## YOUR TASK
Going through the entries below, count each line that holds "bowl" and give only the total.

─── DATA TO PROCESS

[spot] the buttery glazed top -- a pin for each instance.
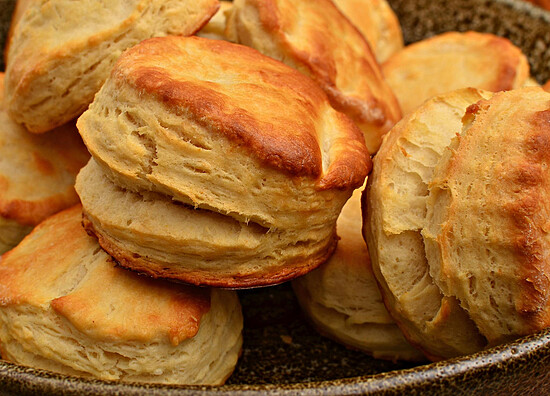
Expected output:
(487, 235)
(317, 39)
(278, 114)
(59, 265)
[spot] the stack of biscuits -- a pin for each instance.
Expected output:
(230, 145)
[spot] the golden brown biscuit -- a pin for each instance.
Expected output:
(215, 28)
(487, 235)
(451, 61)
(144, 232)
(377, 22)
(37, 175)
(316, 39)
(65, 307)
(394, 215)
(62, 51)
(342, 299)
(249, 139)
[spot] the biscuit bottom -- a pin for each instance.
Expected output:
(65, 307)
(152, 234)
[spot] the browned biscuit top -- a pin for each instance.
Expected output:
(488, 229)
(279, 115)
(83, 285)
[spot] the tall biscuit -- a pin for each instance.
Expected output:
(395, 213)
(487, 235)
(250, 141)
(65, 307)
(342, 299)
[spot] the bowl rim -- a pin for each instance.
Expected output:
(15, 376)
(500, 356)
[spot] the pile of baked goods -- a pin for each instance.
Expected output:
(226, 145)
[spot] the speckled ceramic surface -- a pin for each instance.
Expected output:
(282, 354)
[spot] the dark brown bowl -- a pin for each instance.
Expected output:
(282, 354)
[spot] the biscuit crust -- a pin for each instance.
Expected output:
(342, 299)
(319, 41)
(88, 317)
(61, 52)
(394, 212)
(486, 236)
(37, 175)
(454, 60)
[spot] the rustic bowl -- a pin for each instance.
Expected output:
(282, 354)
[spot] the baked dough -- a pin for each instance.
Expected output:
(315, 38)
(377, 22)
(65, 307)
(62, 51)
(145, 231)
(218, 140)
(451, 61)
(487, 231)
(342, 299)
(395, 211)
(37, 175)
(215, 28)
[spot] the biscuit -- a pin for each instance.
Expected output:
(217, 140)
(451, 61)
(377, 22)
(61, 52)
(215, 28)
(342, 299)
(201, 247)
(37, 175)
(65, 307)
(394, 216)
(486, 232)
(319, 41)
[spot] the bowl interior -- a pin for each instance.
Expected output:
(282, 352)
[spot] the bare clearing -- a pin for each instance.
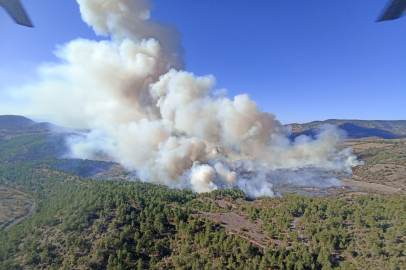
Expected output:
(372, 187)
(13, 205)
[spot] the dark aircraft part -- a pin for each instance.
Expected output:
(16, 10)
(394, 10)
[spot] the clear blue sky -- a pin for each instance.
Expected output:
(301, 60)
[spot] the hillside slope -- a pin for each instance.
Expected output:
(357, 128)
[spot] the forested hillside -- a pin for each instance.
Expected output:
(80, 223)
(86, 224)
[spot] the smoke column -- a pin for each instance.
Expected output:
(167, 124)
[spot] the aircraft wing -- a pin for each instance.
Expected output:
(394, 10)
(16, 10)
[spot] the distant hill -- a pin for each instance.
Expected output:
(357, 128)
(12, 121)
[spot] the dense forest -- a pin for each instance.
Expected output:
(87, 224)
(80, 223)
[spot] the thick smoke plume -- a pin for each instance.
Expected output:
(167, 124)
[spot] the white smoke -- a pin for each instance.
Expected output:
(167, 124)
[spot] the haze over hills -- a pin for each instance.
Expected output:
(387, 129)
(55, 215)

──────

## WRITTEN SOLUTION
4